* _Texto fornecido_:
------------------------------------
As propostas que estão surgindo vêm de pessoas como Jeffrey Sachs, que propõe que o uso dos recursos financeiros seja formalmente vinculado à construção das Metas do Milênio. Stiglitz trabalha com uma visão de fazer os objetivos de qualidade de vida nortearem a alocação de recursos, e não apenas o chamado Produto Interno Bruto. Hazel Henderson resgata a importância da taxa Tobin, que cobraria um imposto sobre transações internacionais especulativas para financiar um desenvolvimento socialmente mais justo. Ignacy Sachs trabalha com a visão de uma convergência da crise financeira com a crise energética e a necessidade de repensarmos de forma sistêmica o nosso modelo de desenvolvimento. Não se trata aqui de um idealismo excessivo, e sim de uma apreciação fria dos nossos desafios.
O gráfico que apresentamos abaixo constitui um resumo de macro-tendências, num período histórico de 1750 até a atualidade. As escalas tiveram de ser compatibilizadas, e algumas das linhas representam processos para os quais temos cifras apenas mais recentes. Mas no conjunto, o gráfico permite juntar áreas tradicionalmente estudadas separadamente, como demografia, clima, produção de carros, consumo de papel, apropriação da água, liquidação da vida nos mares e outros. A sinergia do processo torna-se óbvia, como se torna óbvia a dimensão dos desafios ambientais. [36]
O comentário do New Scientist sobre estas macrotendências foca diretamente o nosso próprio conceito de crescimento econômico:
The science tells us that if we are serious about saving the Earth, we must reshape our economy. This, of course, is economic heresy. Growth to most economists is as essential as the air we breathe: it is, they claim, the only force capable of lifting the poor out of poverty, feeding the world’s growing population, meeting the costs of rising public spending and stimulating technological development – not to mention funding increasingly expensive lifestyles. They see no limits to growth, ever. In recent weeks it has become clear just how terrified governments are of anything that threatens growth, as they pour billions of public money into a failing financial system. Amid the confusion, any challenge to the growth dogma needs to be looked at very carefully. This one is built on a long standing question: how do we square Earth’s finite resources with the fact that as the economy grows, the amount of natural resources needed to sustain that activity must grow too? It has taken all of human history for the economy to reach its current size. On current form, it will take just two decades to double.
------------------------------------
* _Informações exibidas_:
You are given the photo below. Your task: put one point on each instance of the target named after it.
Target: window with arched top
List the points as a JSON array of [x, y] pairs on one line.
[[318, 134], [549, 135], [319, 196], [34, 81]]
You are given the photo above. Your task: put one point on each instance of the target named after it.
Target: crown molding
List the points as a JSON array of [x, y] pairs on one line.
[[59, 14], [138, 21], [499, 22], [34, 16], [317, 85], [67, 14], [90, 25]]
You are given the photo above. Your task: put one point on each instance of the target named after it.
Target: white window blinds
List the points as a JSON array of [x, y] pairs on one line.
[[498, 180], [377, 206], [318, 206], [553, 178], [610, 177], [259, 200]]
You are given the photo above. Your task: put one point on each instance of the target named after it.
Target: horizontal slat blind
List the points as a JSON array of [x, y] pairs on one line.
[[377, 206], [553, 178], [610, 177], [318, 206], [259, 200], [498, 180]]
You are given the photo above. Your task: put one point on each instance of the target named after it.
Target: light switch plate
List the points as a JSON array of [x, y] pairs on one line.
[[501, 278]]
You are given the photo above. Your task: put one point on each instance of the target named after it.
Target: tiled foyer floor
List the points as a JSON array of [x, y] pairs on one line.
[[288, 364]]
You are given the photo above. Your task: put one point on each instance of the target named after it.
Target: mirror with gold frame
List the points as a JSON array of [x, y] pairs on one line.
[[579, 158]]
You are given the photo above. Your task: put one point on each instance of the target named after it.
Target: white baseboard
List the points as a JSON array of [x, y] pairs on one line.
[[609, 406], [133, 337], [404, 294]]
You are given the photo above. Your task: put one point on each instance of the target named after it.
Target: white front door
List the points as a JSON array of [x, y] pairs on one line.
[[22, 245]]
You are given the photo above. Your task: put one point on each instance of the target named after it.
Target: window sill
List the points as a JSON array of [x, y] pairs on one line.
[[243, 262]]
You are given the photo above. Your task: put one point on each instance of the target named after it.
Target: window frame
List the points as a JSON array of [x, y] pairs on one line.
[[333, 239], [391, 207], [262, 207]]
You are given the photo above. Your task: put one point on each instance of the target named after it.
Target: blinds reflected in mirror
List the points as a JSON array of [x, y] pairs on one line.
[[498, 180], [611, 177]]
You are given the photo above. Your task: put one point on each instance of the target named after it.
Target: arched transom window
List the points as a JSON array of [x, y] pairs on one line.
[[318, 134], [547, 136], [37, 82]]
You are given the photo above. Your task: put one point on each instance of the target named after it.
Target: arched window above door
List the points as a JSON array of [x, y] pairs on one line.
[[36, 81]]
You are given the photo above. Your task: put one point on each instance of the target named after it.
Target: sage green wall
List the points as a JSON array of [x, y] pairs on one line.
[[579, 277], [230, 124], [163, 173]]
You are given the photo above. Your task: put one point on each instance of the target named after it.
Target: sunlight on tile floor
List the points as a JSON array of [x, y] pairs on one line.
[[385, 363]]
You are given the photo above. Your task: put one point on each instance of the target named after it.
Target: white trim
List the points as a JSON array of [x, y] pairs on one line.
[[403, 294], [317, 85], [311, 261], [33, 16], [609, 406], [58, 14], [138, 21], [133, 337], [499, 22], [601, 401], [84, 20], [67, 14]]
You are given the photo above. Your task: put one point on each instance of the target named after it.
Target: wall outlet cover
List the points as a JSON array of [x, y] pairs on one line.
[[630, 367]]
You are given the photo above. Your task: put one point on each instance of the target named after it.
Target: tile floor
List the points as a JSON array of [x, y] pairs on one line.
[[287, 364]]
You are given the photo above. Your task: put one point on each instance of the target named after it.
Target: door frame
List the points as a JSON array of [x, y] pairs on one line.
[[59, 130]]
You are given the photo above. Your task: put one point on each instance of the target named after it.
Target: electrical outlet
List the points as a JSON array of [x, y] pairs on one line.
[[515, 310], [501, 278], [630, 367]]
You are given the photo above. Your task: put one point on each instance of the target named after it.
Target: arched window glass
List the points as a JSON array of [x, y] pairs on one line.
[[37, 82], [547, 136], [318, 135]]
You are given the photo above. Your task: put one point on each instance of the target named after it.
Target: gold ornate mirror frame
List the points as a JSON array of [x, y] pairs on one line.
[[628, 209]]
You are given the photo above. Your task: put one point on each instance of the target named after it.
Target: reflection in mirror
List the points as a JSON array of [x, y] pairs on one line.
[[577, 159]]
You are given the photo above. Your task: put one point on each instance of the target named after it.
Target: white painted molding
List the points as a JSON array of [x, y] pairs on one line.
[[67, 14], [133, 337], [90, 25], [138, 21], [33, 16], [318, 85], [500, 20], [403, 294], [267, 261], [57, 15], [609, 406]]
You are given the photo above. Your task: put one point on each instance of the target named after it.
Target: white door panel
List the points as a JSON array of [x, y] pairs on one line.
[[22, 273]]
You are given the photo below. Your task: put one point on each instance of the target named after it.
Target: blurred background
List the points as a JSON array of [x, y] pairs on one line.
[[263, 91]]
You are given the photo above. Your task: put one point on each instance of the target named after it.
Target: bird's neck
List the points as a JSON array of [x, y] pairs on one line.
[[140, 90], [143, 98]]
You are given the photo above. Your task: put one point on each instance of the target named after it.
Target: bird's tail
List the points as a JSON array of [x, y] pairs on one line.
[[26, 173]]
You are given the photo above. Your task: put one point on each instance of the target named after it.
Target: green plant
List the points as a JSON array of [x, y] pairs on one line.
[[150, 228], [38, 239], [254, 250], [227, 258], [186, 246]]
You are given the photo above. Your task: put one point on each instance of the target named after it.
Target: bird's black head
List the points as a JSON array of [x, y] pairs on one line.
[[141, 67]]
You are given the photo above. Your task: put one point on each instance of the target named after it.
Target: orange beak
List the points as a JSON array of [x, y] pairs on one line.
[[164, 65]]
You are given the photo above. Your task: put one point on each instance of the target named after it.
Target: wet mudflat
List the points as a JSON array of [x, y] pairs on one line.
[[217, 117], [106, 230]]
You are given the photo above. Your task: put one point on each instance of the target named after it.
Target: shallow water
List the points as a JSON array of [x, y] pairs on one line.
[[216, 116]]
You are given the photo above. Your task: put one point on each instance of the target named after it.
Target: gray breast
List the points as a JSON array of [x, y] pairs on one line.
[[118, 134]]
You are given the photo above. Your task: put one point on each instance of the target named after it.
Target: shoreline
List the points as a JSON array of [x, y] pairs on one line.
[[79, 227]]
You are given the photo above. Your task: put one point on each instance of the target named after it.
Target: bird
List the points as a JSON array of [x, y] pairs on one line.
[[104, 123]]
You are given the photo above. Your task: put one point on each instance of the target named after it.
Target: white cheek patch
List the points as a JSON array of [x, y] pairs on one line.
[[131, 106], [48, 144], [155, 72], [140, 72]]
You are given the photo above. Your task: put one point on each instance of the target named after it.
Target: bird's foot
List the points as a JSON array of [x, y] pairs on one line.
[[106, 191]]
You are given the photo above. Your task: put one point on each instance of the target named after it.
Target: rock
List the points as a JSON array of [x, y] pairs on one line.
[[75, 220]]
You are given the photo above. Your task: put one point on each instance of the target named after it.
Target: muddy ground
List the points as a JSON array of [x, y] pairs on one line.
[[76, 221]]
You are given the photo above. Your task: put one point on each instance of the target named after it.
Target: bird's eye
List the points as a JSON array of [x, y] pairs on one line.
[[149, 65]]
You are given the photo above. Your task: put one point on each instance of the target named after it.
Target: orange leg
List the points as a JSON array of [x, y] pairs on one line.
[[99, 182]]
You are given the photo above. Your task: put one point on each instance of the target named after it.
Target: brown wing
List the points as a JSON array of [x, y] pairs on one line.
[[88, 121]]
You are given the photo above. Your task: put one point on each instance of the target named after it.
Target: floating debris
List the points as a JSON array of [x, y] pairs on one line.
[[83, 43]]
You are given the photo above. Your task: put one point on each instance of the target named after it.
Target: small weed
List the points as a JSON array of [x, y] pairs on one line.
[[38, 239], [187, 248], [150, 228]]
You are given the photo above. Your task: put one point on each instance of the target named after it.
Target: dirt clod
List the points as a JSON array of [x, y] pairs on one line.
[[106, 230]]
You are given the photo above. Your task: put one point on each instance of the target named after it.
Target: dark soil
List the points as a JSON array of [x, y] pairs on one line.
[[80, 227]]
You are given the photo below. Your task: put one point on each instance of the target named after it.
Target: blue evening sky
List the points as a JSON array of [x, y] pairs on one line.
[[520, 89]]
------------------------------------
* _Questão 1_: No texto sobre crescimento econômico, sobre quais transações a taxa Tobin cobraria um imposto?
* _Questão 2_: Prossiga o texto sobre crescimento econômico a partir do ponto em que ele termina.

* _Resposta esperada 1_: Sobre transações internacionais especulativas.

* _Resposta esperada 2_:
Fonte: New Scientist (18 October 2008, p 40). [37]Estamos aqui entre pessoas que entenderam que se trata de um sistema que sem dúvida deixou de funcionar, e que está portanto em crise, mas que sobretudo é um sistema que quando funciona é inviável. As soluções têm de ser mais amplas. Esta visão mais ampla pode – e apenas pode – viabilizar mudanças mais profundas.
A crise financeira tem esta particularidade de ser pouco transparente em termos de dinâmicas e de soluções, para a população em geral. Não é muito viável se colocar na rua grandes manifestações relativas à mudança dos mecanismos de regulação do BIS de Basileia. A grande defesa do sistema absurdo de especulação que enfrentamos, é que pouquíssimas pessoas entendem o que se passa. Mas se os mecanismos são obscuros, os impactos são visíveis, e estes sim podem mobilizar.
A perda de empregos por parte de gente que estava cumprindo bem as suas funções produtivas, porque uns irresponsáveis gostam de ganhar dinheiro com poupança dos outros, gera indignação. A perda da base de sobrevivência de cerca de 300 milhões de pessoas no planeta que viviam de pesca artesanal, porque grandes empresas de pesca oceânica estão acabando com a vida nos mares, está gerando outra faixa de irritações políticas. O caos climático está trazendo as primeiras amostras do seu potencial, e está gerando outros desesperos, além de tomadas mais amplas de consciência. A contaminação da água doce por excessos de quimização, insuficiências clamorosas de saneamento, e esgotamento de lençóis freáticos, está levando a um conjunto de crises setoriais que envolvem desde a redução da pesca até à tragédia de 1,8 milhão de crianças que morrem anualmente por não ter acesso à água limpa, e à ameaça de regiões rurais que dependiam de uma segunda safra com irrigação.
Não é o caso aqui de fazer um elenco das nossas tragédias. Mas o fato é que, com um pouco de recuo, já não são crises setoriais, e representam sim uma crise mais ampla de governança local, nacional, regional e planetária. Há uma convergência de problemas que se avolumam, cuja sinergia os torna mais ameaçadores, e cuja raiz comum encontra-se ao fim e ao cabo no fato que os nossos mecanismos atuais de governança não são suficientes. Com a globalização, financeirização e oligopolização de grandes eixos de atividades econômicas, o mercado perde de forma acelerada as suas funções reguladoras. E as alternativas, particularmente a capacidade de planejamento e de intervenção organizada, formas participativas e descentralizadas de gestão, gestão em rede e sistemas de parcerias, estão engatinhando. E o papel central do Estado, obviamente, tem de ser resgatado, nas numa visão muito mais horizontal e participativa.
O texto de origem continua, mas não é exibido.